### Records supplied ###

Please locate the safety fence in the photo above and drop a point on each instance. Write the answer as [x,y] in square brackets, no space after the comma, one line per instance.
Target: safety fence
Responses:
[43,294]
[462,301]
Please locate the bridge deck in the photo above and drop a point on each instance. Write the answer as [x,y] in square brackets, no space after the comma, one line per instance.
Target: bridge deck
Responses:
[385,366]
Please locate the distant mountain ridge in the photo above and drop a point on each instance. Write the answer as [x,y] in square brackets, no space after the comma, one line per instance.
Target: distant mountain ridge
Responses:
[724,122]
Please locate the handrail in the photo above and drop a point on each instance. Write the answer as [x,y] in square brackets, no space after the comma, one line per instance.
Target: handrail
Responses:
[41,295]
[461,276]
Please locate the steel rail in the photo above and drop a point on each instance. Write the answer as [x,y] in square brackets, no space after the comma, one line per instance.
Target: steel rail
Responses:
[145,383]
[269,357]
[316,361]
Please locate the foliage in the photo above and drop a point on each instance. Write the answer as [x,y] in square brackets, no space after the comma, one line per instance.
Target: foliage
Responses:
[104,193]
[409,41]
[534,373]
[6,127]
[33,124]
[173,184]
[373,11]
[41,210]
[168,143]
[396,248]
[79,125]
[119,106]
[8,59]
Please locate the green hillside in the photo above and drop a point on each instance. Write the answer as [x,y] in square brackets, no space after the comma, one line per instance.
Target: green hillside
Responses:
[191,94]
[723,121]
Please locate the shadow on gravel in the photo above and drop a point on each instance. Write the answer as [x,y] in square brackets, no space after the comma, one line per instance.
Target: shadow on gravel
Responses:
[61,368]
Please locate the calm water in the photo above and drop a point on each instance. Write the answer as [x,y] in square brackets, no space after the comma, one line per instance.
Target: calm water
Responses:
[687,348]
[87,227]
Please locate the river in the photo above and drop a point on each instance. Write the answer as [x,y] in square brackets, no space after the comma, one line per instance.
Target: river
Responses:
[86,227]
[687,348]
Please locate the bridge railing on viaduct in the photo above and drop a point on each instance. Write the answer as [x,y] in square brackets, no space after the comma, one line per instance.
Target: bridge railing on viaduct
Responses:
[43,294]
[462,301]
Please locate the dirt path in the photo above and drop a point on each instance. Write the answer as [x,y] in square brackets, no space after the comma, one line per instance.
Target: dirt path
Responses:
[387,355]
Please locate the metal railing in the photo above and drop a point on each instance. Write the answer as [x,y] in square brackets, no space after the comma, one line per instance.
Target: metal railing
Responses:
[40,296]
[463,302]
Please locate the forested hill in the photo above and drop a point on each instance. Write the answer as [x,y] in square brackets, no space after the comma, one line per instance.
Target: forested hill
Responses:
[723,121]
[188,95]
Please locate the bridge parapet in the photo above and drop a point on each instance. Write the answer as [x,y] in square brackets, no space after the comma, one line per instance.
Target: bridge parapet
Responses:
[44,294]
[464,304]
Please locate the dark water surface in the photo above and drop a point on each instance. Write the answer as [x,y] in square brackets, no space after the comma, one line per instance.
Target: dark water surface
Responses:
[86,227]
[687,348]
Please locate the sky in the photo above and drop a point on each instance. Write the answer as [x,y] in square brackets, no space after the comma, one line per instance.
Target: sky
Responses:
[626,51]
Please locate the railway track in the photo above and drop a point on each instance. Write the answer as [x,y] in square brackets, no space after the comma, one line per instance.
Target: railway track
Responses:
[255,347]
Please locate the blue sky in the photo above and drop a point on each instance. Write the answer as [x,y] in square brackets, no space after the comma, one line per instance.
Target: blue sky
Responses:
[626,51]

###

- Brief:
Taking care to match every character, output all of the entries above.

- Solution to the problem:
Please locate the safety fence in the photo above and drop a point on each instance. Write the answer as [x,y] in square brackets, no space after the comma, one line per instance.
Target: safety fence
Responses:
[43,294]
[462,301]
Please locate the bridge deck in the photo above and drop a point on each instance. Write the answer as [x,y] in square brackets, no space after the comma, one line per instance.
Target: bridge deck
Responses:
[385,366]
Please locate the distant mountain ridge in the photo above and drop a point on each instance. Write the answer as [x,y] in square brackets, no space after the comma, one line per instance.
Target: distant mountain ridge
Responses:
[724,122]
Please locate the handrail in the photo above and drop a point on each instance. Write the answer as [x,y] in square brackets, no space after the comma, one line per instance.
Target: handrail
Responses:
[41,295]
[461,276]
Please locate the steel rail in the photo above and drop a point on each instance. Write the answer as [x,y] in square brackets, no space after the comma, one line per instance.
Target: steel rail
Responses:
[145,383]
[269,357]
[316,361]
Please locate the foliage in the photo above and drop a point on each instance. Write the answer as [x,y] in square brackets, no space after the comma, one line per instance.
Target: foliage
Responses:
[104,193]
[409,41]
[534,373]
[6,127]
[33,124]
[173,184]
[373,11]
[41,210]
[168,143]
[396,248]
[79,125]
[119,106]
[8,59]
Please locate the green hillside in the photo above and drop a point on each instance. Write the answer as [x,y] in square brackets, no space after the comma, one line per instance.
Target: green hillside
Responses:
[191,94]
[723,121]
Please locate the shadow on gravel in the photo above and drop a point on each instance. Write the answer as [x,y] in square brackets, no space after the comma, one line per instance.
Target: shadow on gravel
Responses:
[61,368]
Please locate the calm water in the photo above and drop a point on each instance. Write the answer as [x,y] in square brackets, no space after the comma, one line per instance.
Target: calm water
Responses:
[687,348]
[87,227]
Please locate the river in the photo above and drop a point on each instance. Write the answer as [x,y] in square brackets, no space after the comma, one line per instance.
Target: river
Responses:
[86,227]
[687,348]
Please locate the bridge railing on viaduct in the photo above and drop a point on each instance. Write the answer as [x,y] in square brackets, no space after the comma, one line per instance.
Target: bridge railing on viaduct
Responses:
[43,294]
[462,301]
Please locate the dirt path in the photo above and drop a point on each instance. Write the answer as [x,y] in square brackets, no space after the comma, one line per instance.
Target: dirt path
Responses:
[387,355]
Please locate the metal railing in the photo above and drop a point on each instance. Write the answer as [x,y] in square brackets, no space after the comma, one line per instance.
Target: metal railing
Responses:
[40,296]
[463,302]
Please locate the forested hill in the photo above and drop a point on each instance. Write the answer as [x,y] in square brackets, no space after the comma, one line per instance.
Target: forested hill
Responses:
[723,121]
[188,95]
Please locate the bridge parapet in the photo above and drop a point on each instance. Write the answer as [x,y] in square brackets, no space after the comma, one line per instance.
Target: bridge parapet
Responses:
[44,294]
[464,304]
Please locate the dark water surface in the photo above and drop a point on each instance. Write the answer as [x,y] in square brackets, no space after the comma, one line per instance.
Target: dark water surface
Responses:
[86,227]
[687,348]
Please locate the sky in the photo above and drop a point on each instance. Write the answer as [x,y] in square brackets, no space after the comma, one line per instance.
Target: sky
Responses:
[626,51]
Please locate the railway track in the photo above and drop a point on each instance. Write the answer as [x,y] in square brackets, no space after the comma, one line per instance.
Target: railway track
Responses:
[255,347]
Please locate the blue sky in the photo above and drop a point on each instance. Write the answer as [x,y] in square brackets, no space after the comma, one line per instance.
Target: blue sky
Responses:
[626,51]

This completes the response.